** Start Dataset records **
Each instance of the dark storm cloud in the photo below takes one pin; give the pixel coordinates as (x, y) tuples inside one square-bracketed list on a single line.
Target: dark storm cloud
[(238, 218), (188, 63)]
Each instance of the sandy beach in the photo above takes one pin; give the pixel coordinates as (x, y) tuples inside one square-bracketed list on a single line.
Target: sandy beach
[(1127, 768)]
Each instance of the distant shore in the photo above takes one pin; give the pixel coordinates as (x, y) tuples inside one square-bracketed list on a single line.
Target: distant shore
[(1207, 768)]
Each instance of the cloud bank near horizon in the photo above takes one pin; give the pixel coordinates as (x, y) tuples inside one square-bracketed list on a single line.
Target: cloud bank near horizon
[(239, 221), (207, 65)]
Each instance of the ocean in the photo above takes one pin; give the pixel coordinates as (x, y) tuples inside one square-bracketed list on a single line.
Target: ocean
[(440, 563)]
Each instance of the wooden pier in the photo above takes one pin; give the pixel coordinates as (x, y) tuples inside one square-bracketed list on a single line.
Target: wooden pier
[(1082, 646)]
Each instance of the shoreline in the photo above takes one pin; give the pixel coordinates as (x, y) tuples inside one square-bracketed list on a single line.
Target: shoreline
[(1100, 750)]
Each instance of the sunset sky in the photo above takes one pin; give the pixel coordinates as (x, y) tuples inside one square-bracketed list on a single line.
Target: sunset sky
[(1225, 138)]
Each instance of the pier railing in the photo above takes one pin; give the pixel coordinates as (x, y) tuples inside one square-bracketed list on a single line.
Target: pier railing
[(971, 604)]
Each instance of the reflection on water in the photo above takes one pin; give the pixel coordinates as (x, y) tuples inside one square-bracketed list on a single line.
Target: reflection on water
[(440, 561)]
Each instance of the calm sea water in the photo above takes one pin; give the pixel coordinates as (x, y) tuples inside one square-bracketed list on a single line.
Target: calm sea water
** End Dataset records **
**What you will do**.
Put every line of the records above into a numbered list, skipping any blank lines.

**Full response**.
1. Each instance of the dark storm cloud in the photo below takes one pin; give the pixel coordinates as (x, y) tuples inside one square-bracketed list on a single line.
2. Target: dark storm cloud
3. [(238, 218), (188, 63)]
4. Each instance of the sandy beach in the photo above takes one pin; give the pixel coordinates as (x, y) tuples inside one square-bracketed list on a single line.
5. Target: sandy beach
6. [(1127, 768)]
7. Each instance of the distant shore in the photo above takes one pin; give the pixel coordinates as (x, y) tuples inside one square-bracketed list on a single line.
8. Target: distant shore
9. [(1207, 768)]
10. Each instance of the cloud bank near horizon in the photo above takes one pin; give the pixel coordinates as (x, y) tuples inside one square-bracketed list on a single line.
11. Target: cloud bank near horizon
12. [(239, 221), (207, 65)]
13. Each instance of the ocean in the photo above takes one pin; give the pixel coordinates as (x, y) tuples inside one square-bracketed list on a single line.
14. Target: ocean
15. [(440, 563)]
16. Each instance of the wooden pier in the photo above takes one pin; give the pixel coordinates as (x, y) tuples inside one square-bracketed list on a single line.
17. Target: wooden pier
18. [(1082, 646)]
19. Each instance of the shoreline in the photo above takes one pin; give the pixel coordinates as (x, y) tuples inside one square-bracketed list on a single line.
20. Target: shoreline
21. [(1100, 750)]
22. Each instance of the sunset sky in the photo above takes one pin; give the pixel coordinates as (x, y) tuples inside one square-bracketed list on a single line.
23. Target: sunset sky
24. [(1225, 138)]
25. Each instance of the pier railing in the photo above takes one pin; give the pixel coordinates as (x, y) tuples inside one square-bracketed list on a single line.
26. Target: pier railing
27. [(971, 604)]
28. Each instance of the reflection on water in the photo above takes one pin; give the pixel coordinates as (x, y) tuples inside one square-bracketed list on a single line.
29. Target: reflection on water
30. [(440, 561)]
31. Each instance of the calm sea water in the photo above takes one pin; give the pixel coordinates as (x, y) tuples inside one square-bracketed list on a single line.
32. Target: calm sea water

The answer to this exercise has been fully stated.